Input for this task:
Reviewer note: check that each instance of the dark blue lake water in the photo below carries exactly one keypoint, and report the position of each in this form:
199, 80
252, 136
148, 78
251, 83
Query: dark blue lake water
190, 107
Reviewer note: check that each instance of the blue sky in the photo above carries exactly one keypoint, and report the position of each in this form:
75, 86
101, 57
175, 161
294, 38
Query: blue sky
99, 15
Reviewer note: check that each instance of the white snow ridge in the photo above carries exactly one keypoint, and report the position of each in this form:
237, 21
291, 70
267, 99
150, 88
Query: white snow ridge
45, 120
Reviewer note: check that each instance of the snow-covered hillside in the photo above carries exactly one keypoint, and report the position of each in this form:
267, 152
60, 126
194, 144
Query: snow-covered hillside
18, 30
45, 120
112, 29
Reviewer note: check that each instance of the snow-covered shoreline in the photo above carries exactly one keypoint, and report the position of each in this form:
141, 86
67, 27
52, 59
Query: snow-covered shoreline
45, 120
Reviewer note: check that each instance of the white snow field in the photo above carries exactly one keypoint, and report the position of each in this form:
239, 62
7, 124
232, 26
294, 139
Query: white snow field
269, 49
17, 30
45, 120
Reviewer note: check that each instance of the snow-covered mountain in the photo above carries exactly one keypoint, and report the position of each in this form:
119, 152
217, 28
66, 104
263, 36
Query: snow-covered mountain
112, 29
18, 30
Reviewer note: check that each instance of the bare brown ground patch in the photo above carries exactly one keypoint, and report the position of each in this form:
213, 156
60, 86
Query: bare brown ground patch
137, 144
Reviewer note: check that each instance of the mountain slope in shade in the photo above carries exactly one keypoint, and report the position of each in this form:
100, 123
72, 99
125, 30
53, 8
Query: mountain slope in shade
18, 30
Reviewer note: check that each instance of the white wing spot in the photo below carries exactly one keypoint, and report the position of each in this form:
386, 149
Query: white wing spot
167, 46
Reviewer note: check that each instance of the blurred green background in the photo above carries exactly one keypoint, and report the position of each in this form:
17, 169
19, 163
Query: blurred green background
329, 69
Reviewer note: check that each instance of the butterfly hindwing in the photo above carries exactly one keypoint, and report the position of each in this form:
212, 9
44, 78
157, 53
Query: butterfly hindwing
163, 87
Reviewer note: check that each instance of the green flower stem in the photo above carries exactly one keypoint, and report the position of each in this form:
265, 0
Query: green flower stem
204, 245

Work instruction:
Please copy out each line of the material that holds the string "below".

Output for this exercise:
Reviewer note: check that each instance of the dark blue lake water in the photo below carries exactly one keypoint, and report the position of each in this form:
Reviewer note: check that each instance of the white wing spot in the photo below carries exactly one keypoint, and report the position of each in this form:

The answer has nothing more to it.